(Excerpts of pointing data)
+ + +

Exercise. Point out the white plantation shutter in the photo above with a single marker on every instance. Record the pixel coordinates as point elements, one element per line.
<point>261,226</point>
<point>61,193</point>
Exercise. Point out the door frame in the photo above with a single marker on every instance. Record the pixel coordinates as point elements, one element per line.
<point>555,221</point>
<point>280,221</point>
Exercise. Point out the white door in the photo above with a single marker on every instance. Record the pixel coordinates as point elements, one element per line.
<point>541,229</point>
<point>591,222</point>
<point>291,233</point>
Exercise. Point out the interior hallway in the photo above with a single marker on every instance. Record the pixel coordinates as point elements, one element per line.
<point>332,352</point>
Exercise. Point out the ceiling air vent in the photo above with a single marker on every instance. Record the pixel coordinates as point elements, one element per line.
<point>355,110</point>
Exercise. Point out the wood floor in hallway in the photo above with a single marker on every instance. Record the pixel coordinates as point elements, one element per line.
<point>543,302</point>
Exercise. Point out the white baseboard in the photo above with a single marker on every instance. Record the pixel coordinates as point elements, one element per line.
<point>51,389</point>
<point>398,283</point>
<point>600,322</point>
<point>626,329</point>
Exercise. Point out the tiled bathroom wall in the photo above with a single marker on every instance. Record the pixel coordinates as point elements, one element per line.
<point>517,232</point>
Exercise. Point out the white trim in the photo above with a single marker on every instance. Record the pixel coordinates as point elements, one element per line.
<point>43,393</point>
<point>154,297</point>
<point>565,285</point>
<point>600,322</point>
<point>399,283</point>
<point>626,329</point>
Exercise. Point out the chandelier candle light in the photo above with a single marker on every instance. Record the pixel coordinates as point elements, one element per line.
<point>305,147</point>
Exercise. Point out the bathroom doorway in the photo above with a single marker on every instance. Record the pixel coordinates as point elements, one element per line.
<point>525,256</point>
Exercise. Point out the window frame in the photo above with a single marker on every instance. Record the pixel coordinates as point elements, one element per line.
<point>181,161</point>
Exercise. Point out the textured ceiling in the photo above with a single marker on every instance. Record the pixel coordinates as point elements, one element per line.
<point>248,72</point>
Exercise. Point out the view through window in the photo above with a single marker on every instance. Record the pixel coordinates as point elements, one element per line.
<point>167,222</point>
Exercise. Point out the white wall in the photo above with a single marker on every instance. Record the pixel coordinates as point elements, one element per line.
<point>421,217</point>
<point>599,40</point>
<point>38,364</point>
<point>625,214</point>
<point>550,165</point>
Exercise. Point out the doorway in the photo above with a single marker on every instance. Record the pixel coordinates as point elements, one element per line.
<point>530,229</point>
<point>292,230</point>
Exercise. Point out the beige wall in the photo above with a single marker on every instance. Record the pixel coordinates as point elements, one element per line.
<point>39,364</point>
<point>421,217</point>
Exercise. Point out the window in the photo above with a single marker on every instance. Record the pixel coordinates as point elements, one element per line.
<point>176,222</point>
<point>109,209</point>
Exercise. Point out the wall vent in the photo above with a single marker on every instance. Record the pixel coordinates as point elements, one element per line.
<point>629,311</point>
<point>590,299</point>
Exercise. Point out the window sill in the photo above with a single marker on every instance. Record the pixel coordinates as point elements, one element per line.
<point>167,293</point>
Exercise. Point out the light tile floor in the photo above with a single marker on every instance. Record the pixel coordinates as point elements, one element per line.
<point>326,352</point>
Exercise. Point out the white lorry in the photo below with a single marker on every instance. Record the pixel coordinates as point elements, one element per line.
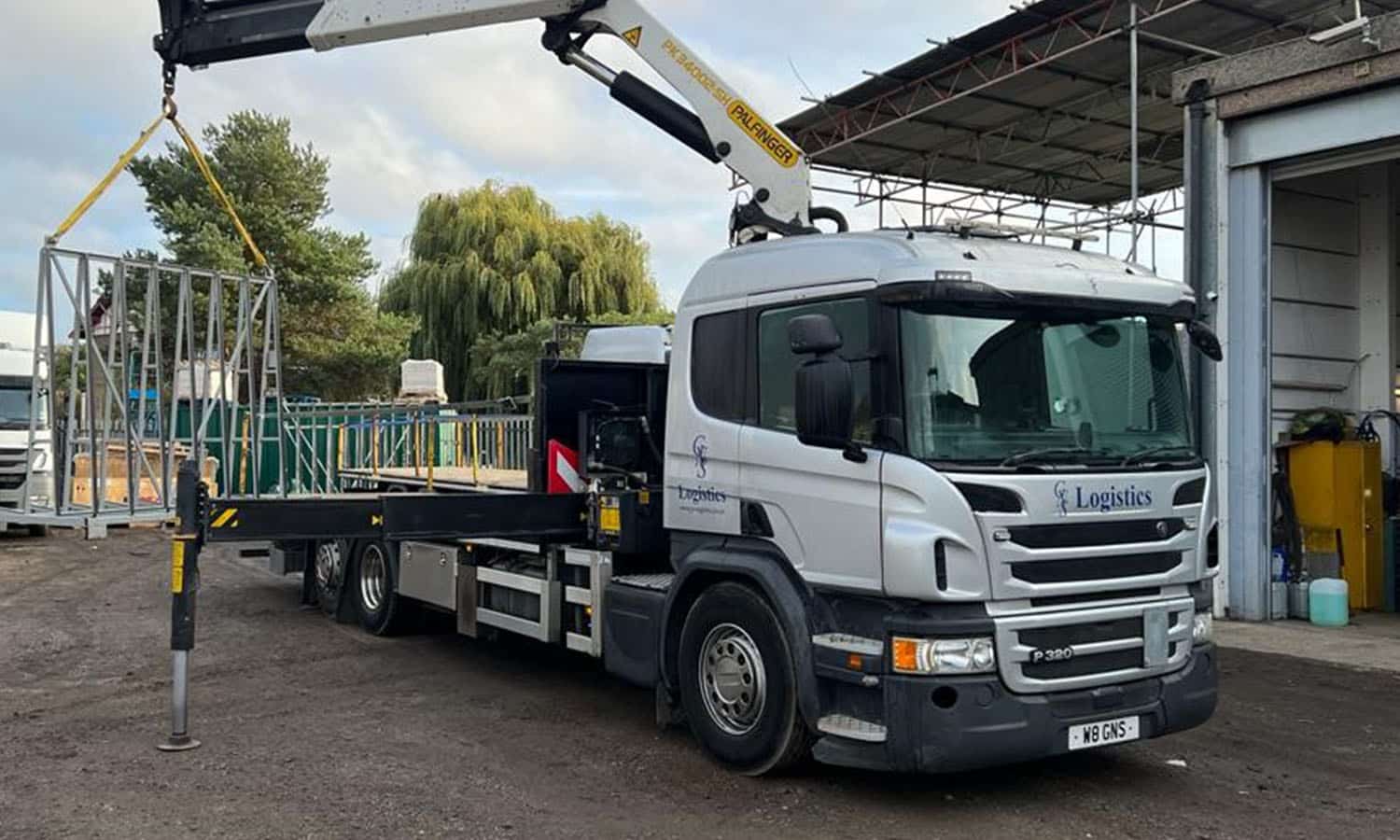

+ + +

#### WRITTEN PROBLEM
Please edit the records above, replacing "single marker" with "single dot" throughout and leaving everything else unchanged. Omit the pictures from your answer.

#### SOLUTION
Exercise. Point out the white plantation shutter in the photo above with a single dot on every instance. Record the pixel coordinates as point elements, one element per line.
<point>261,226</point>
<point>61,193</point>
Exercise. Point out the door frame in the photo above with a single dot on every instance. Record the pixel coordinates as point elements, one element per line.
<point>555,221</point>
<point>280,221</point>
Exercise. Point out the white door in the photo above with a single dot on every instance. Record the pixel coordinates as point elements, one element per line.
<point>541,229</point>
<point>591,222</point>
<point>291,233</point>
Exercise. Point out the interior hallway in the photo above with a single dot on every instance. Record the pixel coordinates as point elements, one element per line.
<point>332,352</point>
Exercise. Point out the ceiling air vent in the photo above with a single dot on every instance. Record the pixel coordinates as point elements, one element per line.
<point>355,110</point>
Exercise. Point out the wood floor in hallway in the photo above with a single dot on every instance. Record the pixel coordinates as point elements, one element per line.
<point>543,302</point>
Exercise. Point out the white baseboard in the photo above with a single dot on every instance. Record the pixel coordinates as point elements, one element per line.
<point>51,389</point>
<point>398,283</point>
<point>600,322</point>
<point>626,329</point>
Exercise. Point out the tiled bathroom wall in the photo above with a single dot on every instance. Record the pixel coordinates as point elements, one element per line.
<point>517,232</point>
Exercise. Point out the white trim in the photo above with a single dot on every instance. Record the pixel coordinates as point elements, one element per line.
<point>43,393</point>
<point>154,297</point>
<point>565,285</point>
<point>600,322</point>
<point>399,283</point>
<point>626,329</point>
Exercise. Point out the chandelier candle light in the photo above with a single dot on every instance. Record the pixel coordinates as point elements, one element per line.
<point>305,147</point>
Exercise. Point out the bathroom doorway in the photo above with a single dot on every instance. Record the pixel coordinates as point elements, one element per line.
<point>525,256</point>
Exercise. Point out the window frame in the photo above with a single dot on every instance. Record the pixel coordinates as point elements, one element per line.
<point>181,161</point>
Exercise. Point out the textured ceiling in the photo above with a single dot on every instance. Record the pixel coordinates as point elements, one element per line.
<point>248,72</point>
Exercise. Point out the view through window in the photo above with a single dot on every instance. Record the pixel coordinates as point elements, one element per line.
<point>167,222</point>
Exercise. Point out the white wall in the photo above with a single dot on every instance. Record the pixel coordinates as point elements, one element per line.
<point>421,217</point>
<point>599,40</point>
<point>38,364</point>
<point>625,214</point>
<point>550,165</point>
Exercise. Point out the doorway in the photo above with a single dot on every instance. Record the pixel coordinates as point elements, one element per line.
<point>530,229</point>
<point>292,230</point>
Exercise. Point out the beige wall in the photo above with a single dot on every instance. Record the pixel coordinates as point elements, one element per line.
<point>39,364</point>
<point>421,217</point>
Exercise. Point out the window in the photo above with a single dot on every instance. Record the pixel coordinates as point elements, one element per line.
<point>176,222</point>
<point>109,209</point>
Exercise. Point out the wall vent in the photo above with a single dot on every instance. Record the pixel coordinates as point elements, one element per line.
<point>629,311</point>
<point>590,299</point>
Exercise. Point out the window sill in the photo above with a single dot on every instance. Record the pixel coordinates as point elements, one element per line.
<point>167,293</point>
Exercise. Point out the light tile floor in the photo above with a single dot on every instance. Record the pixel coordinates as point elements, one element per line.
<point>326,352</point>
Exercise. Point out the white lorry in the photo below with a single dot on every instance. Record the pixel coordinates as point elements, one element per line.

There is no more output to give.